- [Assigned task 1] In the text on gig worker turnover, how many delivery partners is Zomato hiring each week in India?
- [Assigned task 2] Using the text on gig worker turnover, mark each statement yes or no and quote the words that decide it. (a) Manpower supply fell to 40% of pre-covid levels during the lockdown. (b) Pravin Agarwala speaks for Zomato. (c) Swiggy's medical insurance covers dependents.

- [Text passage]
+++

High turnover in India’s gig workforce ahead of the festive season has left internet companies scrambling for new hires even as they devise incentives to retain a restless workforce where annual attrition levels have risen to as much as 250% in some segments.
The problem is the most acute in the food and miscellaneous delivery segment where business activity has picked up significantly, resulting in a spike in blue-collar wages as the supply of manpower remains muted.
Manpower supply had dropped to 40% of pre-covid levels during the lockdown when restaurants had to suspend operations. Zomato, for instance, is hiring more than 5,000 delivery partners a week in India. It is looking to increase the number of riders by 40% to meet the growing demand. “We believe this is going to stabilize over the next few months and may witness growth due to the order volume exceeding the pre-covid levels in certain cities,” said a Zomato spokesperson.
“The blue-collar market normally sees circular migration, and the logistics sector especially continues to grapple with anywhere between 150-250% attrition,” said Pravin Agarwala, co-founder and CEO of Betterplace, a blue-collar life cycle management startup.
Industry experts said many employers are already offering some form of social security to gig workers to retain their loyalty and more such measures are likely to be implemented.
Swiggy, for example, offers accident insurance, medical insurance (including dependents), on-call doctors for its delivery staff and their family, educational scholarship programmes, tie-ups with banks to offer personal loans at a better rate, the company said.

+++

- [Records supplied]
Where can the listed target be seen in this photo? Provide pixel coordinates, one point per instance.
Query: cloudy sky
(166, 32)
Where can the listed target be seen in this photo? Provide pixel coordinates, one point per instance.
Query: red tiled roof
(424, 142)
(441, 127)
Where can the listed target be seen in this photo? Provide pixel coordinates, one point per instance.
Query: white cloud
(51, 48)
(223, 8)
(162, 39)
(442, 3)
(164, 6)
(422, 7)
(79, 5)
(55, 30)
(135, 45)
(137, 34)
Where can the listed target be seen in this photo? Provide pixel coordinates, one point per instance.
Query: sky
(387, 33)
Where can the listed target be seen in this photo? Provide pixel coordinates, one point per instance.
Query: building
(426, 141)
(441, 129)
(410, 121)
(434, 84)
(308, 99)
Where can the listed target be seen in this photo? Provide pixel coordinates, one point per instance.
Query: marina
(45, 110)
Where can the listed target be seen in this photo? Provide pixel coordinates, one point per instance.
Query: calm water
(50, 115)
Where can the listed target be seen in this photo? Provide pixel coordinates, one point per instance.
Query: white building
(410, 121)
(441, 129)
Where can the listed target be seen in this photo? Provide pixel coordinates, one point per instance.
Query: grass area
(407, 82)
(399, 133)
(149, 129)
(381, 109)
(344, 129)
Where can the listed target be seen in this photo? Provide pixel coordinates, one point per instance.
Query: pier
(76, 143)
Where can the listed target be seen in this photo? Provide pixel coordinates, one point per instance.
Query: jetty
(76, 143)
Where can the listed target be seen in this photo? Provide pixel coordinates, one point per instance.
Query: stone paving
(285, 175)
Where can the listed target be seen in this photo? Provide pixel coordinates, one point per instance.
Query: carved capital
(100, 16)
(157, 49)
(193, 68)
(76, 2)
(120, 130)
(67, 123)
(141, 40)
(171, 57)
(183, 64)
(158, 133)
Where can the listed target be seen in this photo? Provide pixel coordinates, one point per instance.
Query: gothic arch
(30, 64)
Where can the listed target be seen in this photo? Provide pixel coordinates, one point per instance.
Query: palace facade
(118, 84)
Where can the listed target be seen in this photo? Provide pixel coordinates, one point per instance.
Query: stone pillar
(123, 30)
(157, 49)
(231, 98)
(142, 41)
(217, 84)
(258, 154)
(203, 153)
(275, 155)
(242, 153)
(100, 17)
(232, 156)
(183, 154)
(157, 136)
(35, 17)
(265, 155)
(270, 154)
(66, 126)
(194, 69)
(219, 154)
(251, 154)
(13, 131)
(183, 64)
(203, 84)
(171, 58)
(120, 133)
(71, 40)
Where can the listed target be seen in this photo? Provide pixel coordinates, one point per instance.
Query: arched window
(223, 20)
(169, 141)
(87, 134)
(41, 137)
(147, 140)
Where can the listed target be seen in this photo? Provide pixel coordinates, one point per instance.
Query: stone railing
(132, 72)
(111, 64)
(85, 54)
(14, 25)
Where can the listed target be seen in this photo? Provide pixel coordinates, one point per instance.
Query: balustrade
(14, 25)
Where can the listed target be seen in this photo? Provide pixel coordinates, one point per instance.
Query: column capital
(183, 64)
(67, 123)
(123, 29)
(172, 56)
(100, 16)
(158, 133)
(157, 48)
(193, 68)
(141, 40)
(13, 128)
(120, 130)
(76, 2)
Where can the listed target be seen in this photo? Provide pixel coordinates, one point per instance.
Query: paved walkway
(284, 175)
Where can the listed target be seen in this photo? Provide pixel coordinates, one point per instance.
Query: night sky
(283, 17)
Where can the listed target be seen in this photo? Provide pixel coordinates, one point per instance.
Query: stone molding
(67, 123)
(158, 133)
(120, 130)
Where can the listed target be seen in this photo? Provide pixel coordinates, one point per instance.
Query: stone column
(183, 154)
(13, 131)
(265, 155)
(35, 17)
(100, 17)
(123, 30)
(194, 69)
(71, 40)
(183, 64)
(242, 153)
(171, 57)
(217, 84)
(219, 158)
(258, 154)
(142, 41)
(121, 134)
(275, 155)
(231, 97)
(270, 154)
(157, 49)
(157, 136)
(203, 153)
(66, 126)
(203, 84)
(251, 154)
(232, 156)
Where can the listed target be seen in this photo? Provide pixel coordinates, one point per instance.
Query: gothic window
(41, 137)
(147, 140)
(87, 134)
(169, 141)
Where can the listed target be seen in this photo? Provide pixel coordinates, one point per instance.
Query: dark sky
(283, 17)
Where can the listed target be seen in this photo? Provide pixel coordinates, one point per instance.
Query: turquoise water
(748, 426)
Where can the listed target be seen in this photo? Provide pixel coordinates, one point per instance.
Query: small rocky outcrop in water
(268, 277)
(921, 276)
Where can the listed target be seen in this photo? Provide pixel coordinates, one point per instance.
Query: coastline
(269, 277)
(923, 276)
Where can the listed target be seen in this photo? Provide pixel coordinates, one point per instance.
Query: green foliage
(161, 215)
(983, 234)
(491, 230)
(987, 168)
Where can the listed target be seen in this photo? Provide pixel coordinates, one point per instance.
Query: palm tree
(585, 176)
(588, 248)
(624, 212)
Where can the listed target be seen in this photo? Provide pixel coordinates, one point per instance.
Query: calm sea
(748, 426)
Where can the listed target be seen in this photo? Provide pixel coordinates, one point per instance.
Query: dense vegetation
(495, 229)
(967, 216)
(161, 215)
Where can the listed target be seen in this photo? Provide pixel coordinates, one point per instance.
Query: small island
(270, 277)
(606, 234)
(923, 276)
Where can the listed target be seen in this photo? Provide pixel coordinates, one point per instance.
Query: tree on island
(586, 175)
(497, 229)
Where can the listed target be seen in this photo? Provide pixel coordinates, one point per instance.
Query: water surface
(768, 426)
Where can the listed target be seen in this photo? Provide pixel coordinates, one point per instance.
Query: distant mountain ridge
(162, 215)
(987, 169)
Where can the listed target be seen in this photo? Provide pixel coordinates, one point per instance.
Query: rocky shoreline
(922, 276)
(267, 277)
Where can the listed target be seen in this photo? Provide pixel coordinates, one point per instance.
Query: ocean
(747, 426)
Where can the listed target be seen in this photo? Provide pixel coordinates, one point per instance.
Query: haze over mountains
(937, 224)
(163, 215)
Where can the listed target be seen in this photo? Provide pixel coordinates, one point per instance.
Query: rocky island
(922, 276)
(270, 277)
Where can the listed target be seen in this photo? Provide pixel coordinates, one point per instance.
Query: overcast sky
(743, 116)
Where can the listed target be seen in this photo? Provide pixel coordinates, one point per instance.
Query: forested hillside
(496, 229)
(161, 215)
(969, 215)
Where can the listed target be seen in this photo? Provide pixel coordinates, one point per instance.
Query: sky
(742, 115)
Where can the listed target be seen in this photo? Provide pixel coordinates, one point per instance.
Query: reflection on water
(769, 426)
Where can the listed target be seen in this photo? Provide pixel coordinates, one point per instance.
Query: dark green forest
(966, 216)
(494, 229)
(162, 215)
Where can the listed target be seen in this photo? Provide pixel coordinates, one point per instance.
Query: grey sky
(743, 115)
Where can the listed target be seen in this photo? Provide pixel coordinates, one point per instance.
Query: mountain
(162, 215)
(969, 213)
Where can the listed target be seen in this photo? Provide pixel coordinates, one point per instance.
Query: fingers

+++

- [Task answer 1] More than 5,000.

- [Task answer 2]
(a) Yes: "Manpower supply had dropped to 40% of pre-covid levels during the lockdown"
(b) No: "co-founder and CEO of Betterplace"
(c) Yes: "medical insurance (including dependents)"